• Listed records
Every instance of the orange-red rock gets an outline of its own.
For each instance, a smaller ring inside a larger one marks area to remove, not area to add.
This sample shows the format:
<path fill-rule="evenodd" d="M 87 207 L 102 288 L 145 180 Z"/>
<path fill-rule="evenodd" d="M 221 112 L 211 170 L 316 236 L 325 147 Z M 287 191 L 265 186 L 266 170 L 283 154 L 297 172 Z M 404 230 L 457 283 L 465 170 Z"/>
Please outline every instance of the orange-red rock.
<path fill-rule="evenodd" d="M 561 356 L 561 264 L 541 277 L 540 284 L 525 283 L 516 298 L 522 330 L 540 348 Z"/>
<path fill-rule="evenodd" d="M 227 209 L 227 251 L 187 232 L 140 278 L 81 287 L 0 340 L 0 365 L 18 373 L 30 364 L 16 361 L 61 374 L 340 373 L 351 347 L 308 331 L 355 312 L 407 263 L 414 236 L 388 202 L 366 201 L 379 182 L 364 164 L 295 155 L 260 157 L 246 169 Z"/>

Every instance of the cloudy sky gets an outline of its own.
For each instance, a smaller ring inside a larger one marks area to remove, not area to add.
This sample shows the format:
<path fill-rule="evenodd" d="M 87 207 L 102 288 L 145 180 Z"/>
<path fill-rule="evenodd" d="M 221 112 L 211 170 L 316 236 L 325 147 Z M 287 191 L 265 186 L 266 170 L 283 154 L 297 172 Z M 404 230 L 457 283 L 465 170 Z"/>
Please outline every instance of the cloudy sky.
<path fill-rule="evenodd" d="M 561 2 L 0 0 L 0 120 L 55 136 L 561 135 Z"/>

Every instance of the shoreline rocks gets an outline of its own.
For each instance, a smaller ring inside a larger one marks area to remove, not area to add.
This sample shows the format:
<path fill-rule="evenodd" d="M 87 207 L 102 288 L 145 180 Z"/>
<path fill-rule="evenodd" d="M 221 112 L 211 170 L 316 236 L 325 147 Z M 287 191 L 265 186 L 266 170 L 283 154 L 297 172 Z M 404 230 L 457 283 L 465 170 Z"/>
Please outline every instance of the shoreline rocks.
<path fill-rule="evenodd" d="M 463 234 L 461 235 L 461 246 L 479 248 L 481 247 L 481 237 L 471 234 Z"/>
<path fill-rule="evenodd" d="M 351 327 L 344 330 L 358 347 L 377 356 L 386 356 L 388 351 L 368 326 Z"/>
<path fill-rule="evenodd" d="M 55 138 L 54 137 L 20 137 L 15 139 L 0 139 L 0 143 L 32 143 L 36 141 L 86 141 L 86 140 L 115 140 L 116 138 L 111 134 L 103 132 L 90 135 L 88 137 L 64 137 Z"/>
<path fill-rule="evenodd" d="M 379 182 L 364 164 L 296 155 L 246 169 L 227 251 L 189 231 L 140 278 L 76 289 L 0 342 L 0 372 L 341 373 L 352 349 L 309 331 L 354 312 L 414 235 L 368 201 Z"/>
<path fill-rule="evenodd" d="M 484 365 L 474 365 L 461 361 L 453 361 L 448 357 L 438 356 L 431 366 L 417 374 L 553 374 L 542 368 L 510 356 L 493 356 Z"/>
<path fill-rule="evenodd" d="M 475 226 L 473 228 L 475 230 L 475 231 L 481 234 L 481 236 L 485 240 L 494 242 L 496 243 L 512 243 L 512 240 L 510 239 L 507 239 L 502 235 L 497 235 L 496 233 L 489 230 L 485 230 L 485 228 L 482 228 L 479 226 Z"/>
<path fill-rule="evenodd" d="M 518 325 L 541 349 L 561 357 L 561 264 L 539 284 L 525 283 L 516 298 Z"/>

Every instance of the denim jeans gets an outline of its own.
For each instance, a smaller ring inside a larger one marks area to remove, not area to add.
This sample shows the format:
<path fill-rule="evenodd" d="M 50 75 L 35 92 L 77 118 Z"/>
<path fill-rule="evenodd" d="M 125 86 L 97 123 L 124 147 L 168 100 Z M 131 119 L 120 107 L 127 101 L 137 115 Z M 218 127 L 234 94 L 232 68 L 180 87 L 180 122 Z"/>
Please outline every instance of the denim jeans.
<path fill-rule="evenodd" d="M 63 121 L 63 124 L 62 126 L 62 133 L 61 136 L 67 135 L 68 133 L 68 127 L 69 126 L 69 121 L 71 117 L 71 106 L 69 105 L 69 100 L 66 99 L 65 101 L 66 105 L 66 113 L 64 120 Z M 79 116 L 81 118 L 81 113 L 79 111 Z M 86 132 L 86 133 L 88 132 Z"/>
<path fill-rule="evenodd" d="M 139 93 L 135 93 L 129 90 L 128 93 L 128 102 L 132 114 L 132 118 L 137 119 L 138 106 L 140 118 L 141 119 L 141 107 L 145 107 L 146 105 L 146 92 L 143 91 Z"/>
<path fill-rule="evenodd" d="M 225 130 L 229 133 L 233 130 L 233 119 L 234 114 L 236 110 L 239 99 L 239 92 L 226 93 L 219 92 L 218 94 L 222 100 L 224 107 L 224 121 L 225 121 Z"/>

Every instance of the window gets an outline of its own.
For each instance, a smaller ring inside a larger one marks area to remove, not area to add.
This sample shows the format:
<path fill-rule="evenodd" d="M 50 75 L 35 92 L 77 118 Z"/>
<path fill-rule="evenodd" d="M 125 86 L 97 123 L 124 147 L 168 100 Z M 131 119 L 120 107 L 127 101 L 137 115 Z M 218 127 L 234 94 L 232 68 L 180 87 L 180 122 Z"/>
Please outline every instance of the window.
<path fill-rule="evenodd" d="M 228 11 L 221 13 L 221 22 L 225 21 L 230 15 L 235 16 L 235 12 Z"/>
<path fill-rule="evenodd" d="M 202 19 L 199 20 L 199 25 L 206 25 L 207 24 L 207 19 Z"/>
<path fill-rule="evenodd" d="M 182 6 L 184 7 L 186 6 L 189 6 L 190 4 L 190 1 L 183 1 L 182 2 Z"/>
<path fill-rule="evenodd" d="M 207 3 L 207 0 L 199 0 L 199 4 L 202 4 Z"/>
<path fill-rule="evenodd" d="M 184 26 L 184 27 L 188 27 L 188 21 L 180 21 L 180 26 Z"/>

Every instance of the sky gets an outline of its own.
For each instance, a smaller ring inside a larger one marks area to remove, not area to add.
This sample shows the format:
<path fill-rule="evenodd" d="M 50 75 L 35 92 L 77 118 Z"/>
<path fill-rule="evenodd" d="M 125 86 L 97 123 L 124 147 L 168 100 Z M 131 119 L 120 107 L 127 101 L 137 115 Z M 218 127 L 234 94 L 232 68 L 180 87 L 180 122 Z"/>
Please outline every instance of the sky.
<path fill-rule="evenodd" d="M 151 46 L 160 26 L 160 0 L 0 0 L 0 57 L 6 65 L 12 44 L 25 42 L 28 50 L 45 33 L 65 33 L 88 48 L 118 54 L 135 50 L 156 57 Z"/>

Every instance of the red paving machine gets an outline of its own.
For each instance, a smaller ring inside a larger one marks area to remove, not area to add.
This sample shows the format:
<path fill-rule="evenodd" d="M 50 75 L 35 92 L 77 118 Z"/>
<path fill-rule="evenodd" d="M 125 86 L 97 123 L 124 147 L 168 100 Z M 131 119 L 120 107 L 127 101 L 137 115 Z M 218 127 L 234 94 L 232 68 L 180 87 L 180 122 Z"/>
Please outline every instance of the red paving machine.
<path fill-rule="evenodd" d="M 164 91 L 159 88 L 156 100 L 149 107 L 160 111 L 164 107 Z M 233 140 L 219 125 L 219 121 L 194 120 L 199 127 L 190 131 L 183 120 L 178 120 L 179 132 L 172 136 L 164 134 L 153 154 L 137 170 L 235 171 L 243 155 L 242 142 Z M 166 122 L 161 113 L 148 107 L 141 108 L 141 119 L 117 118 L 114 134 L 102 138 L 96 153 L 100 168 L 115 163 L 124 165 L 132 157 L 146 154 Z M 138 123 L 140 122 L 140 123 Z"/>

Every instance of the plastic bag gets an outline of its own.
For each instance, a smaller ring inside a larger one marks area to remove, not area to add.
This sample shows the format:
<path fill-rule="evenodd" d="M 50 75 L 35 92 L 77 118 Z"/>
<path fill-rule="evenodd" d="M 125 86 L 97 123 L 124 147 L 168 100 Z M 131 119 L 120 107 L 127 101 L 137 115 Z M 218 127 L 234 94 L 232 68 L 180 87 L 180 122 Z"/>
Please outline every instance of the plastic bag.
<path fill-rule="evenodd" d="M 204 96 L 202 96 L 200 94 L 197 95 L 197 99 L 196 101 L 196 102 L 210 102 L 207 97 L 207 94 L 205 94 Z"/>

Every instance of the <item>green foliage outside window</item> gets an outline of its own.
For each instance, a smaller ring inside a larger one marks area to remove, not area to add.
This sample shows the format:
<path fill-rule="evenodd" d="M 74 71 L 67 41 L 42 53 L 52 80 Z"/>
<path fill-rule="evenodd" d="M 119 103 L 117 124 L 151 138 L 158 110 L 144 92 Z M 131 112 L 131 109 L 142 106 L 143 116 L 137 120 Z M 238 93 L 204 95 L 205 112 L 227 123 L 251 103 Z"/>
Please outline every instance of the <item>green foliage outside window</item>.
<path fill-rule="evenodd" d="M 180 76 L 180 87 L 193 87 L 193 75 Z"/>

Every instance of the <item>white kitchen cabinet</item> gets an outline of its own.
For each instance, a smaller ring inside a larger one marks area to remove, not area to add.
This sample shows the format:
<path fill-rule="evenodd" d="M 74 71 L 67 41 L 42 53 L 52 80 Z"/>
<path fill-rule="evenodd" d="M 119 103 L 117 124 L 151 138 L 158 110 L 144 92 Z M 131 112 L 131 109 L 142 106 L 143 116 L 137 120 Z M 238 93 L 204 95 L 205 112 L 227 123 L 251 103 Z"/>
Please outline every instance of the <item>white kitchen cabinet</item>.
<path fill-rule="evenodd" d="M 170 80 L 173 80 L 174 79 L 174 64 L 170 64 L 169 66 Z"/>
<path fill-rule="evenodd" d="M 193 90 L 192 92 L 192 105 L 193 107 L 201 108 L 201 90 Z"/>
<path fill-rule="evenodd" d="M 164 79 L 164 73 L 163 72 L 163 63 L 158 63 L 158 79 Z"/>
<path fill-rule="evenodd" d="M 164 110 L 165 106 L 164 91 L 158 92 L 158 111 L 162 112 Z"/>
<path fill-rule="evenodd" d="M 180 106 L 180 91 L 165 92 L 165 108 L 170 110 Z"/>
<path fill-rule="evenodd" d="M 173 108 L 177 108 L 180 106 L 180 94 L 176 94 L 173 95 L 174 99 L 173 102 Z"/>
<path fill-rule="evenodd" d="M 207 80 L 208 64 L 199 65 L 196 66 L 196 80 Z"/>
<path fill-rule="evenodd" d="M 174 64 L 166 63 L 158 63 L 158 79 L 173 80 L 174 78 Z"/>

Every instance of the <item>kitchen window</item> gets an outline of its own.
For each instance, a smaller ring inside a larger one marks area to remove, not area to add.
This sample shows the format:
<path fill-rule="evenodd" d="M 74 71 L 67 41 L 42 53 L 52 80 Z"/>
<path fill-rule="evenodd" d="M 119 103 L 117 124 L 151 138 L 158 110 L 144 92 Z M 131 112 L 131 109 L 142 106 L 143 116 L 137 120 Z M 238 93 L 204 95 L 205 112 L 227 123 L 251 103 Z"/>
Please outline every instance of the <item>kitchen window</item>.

• Request
Copy out, unchanged, everything from the line containing "Every instance of the red paving machine gets" down to the line containing "180 76 L 180", including both of those lines.

• Full response
Every instance of the red paving machine gets an outline of its own.
For each instance, a smaller ring inside a larger one marks area to remove, not area to add.
This sample shows the format:
<path fill-rule="evenodd" d="M 50 75 L 35 92 L 77 118 Z"/>
<path fill-rule="evenodd" d="M 125 86 L 97 123 L 124 147 L 168 100 Z M 131 119 L 120 107 L 127 101 L 137 115 Z M 218 127 L 234 94 L 232 68 L 180 87 L 180 122 Z"/>
Please outline every instance of the red paving machine.
<path fill-rule="evenodd" d="M 164 91 L 159 88 L 156 100 L 149 107 L 160 111 L 164 107 Z M 233 140 L 219 125 L 219 121 L 194 120 L 199 127 L 190 131 L 183 120 L 178 120 L 179 132 L 172 136 L 164 134 L 153 154 L 137 170 L 235 171 L 243 155 L 242 142 Z M 166 122 L 161 113 L 148 107 L 141 108 L 141 119 L 117 118 L 114 134 L 102 138 L 96 153 L 100 168 L 115 163 L 124 165 L 132 157 L 146 154 Z M 138 123 L 140 122 L 140 123 Z"/>

Every instance of the plastic bag gets an outline of its own.
For each instance, a smaller ring inside a larger one marks area to remove, not area to add.
This sample shows the format:
<path fill-rule="evenodd" d="M 50 75 L 35 92 L 77 118 Z"/>
<path fill-rule="evenodd" d="M 125 86 L 97 123 L 124 147 L 168 100 Z M 131 119 L 120 107 L 127 101 L 137 115 Z M 218 127 L 234 94 L 232 68 L 180 87 L 180 122 Z"/>
Please outline every instance of the plastic bag.
<path fill-rule="evenodd" d="M 204 96 L 202 96 L 200 94 L 197 95 L 197 99 L 196 101 L 196 102 L 210 102 L 207 97 L 207 94 L 205 94 Z"/>

Every instance of the <item>green foliage outside window</item> gets an outline of its own.
For each instance, a smaller ring inside a larger one marks area to remove, not area to add.
This sample shows the format:
<path fill-rule="evenodd" d="M 74 71 L 67 41 L 42 53 L 52 80 Z"/>
<path fill-rule="evenodd" d="M 119 103 L 117 124 L 151 138 L 158 110 L 144 92 Z M 131 112 L 131 109 L 142 106 L 143 116 L 137 120 Z M 238 93 L 204 95 L 205 112 L 227 123 L 251 103 Z"/>
Please outline every instance of the <item>green foliage outside window</item>.
<path fill-rule="evenodd" d="M 180 76 L 180 87 L 193 87 L 193 75 Z"/>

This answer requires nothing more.